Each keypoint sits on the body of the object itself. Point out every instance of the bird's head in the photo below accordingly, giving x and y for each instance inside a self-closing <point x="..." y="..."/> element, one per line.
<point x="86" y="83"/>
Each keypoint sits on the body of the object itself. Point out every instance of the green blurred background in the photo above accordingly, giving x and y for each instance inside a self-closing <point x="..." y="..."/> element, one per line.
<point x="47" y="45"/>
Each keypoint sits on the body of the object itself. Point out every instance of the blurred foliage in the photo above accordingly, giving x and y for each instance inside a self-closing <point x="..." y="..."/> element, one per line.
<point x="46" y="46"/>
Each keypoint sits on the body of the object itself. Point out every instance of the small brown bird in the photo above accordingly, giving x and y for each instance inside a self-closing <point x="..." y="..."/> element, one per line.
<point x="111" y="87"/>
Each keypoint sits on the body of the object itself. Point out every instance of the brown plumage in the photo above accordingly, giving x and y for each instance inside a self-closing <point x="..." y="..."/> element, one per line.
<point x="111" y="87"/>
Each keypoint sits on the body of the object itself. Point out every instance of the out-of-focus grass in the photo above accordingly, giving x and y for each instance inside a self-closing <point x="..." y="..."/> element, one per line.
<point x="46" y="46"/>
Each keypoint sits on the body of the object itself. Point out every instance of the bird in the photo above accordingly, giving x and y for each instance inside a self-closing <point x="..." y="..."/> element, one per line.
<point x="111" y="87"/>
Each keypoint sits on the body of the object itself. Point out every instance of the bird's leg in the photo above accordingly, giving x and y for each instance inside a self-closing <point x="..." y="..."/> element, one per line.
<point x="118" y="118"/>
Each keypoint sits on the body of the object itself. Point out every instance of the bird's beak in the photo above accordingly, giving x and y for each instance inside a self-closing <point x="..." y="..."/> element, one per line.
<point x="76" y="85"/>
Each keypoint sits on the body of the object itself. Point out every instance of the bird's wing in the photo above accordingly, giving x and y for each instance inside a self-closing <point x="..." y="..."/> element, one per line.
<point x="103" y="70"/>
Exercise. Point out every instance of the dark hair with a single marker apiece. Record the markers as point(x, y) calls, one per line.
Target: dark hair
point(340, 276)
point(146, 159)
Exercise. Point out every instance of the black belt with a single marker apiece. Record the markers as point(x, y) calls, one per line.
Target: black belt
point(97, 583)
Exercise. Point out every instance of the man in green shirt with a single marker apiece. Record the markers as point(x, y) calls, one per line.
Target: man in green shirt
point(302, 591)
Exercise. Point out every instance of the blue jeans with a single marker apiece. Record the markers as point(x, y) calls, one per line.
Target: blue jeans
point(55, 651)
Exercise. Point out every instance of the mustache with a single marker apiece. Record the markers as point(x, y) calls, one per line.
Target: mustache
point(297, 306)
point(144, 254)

***

**TO DO:** Each line of the data should be reproduced exactly as it appears.

**WRITTEN ANSWER:**
Each keypoint sits on the body of the object itself. Point out every instance of the bird's head in the photo below accordingly, giving x and y for each instance inside a self-closing <point x="..." y="..."/> element, one per line.
<point x="86" y="83"/>
Each keypoint sits on the body of the object itself. Point out every instance of the green blurred background in the photo above accordingly, giving x and y for each instance inside a self-closing <point x="..." y="..."/> element, one per line.
<point x="47" y="45"/>
Each keypoint sits on the body of the object itself. Point out every instance of the blurred foliage in the photo above accordingly, giving x and y for each instance inside a self-closing <point x="..." y="..."/> element, one per line.
<point x="46" y="46"/>
Each keypoint sits on the body of the object itself. Point out every instance of the small brown bird in the photo above accordingly, giving x and y for each instance inside a self-closing <point x="..." y="..."/> element, one per line.
<point x="111" y="87"/>
Each keypoint sits on the body of the object itself. Point out every instance of the brown plumage in the photo above accordingly, giving x and y for each instance inside a self-closing <point x="..." y="..."/> element, one per line.
<point x="111" y="87"/>
Each keypoint sits on the body of the object itself. Point out every instance of the out-of-focus grass in the photo above accordingly, giving x and y for each instance inside a self-closing <point x="..." y="..."/> element, one per line.
<point x="46" y="46"/>
Each keypoint sits on the body of the object itself. Point out every instance of the bird in the photo above accordingly, giving x and y for each instance inside a self-closing <point x="..." y="..."/> element, one per line.
<point x="111" y="87"/>
Each keypoint sits on the body of the object itself. Point out every instance of the bird's leg in the photo above accordingly, giving x and y for each instance inside a self-closing <point x="..." y="..."/> element, one per line.
<point x="118" y="118"/>
Each keypoint sits on the body of the object itself. Point out every instance of the bird's beak in the photo above accordingly, giving x and y for each instance inside a self-closing <point x="..." y="..."/> element, one per line.
<point x="76" y="85"/>
Each keypoint sits on the body of the object itself. Point out every instance of the bird's wing in the photo above accordingly, giving x and y for each instance inside a self-closing <point x="..." y="..."/> element, one per line.
<point x="103" y="70"/>
Exercise. Point out every instance of the dark hair with a single marker apiece. Record the markers as point(x, y) calls, one per line.
Target: dark hair
point(340, 276)
point(146, 159)
Exercise. Point out every instance of the black belt with a single marker apiece. Record the markers as point(x, y) calls, one per line.
Target: black belt
point(97, 583)
Exercise. Point out every instance of the man in green shirt with a single marker apiece. Record the markers as point(x, y) calls, one per line.
Target: man in green shirt
point(302, 591)
Exercise. Point out every instance of the blue jeans with a single marker apiece. Record the markers as point(x, y) calls, one per line.
Target: blue jeans
point(55, 651)
Exercise. Point out every instance of the mustache with a single marker apiece. Record the markers as point(x, y) calls, one per line.
Target: mustache
point(297, 306)
point(144, 254)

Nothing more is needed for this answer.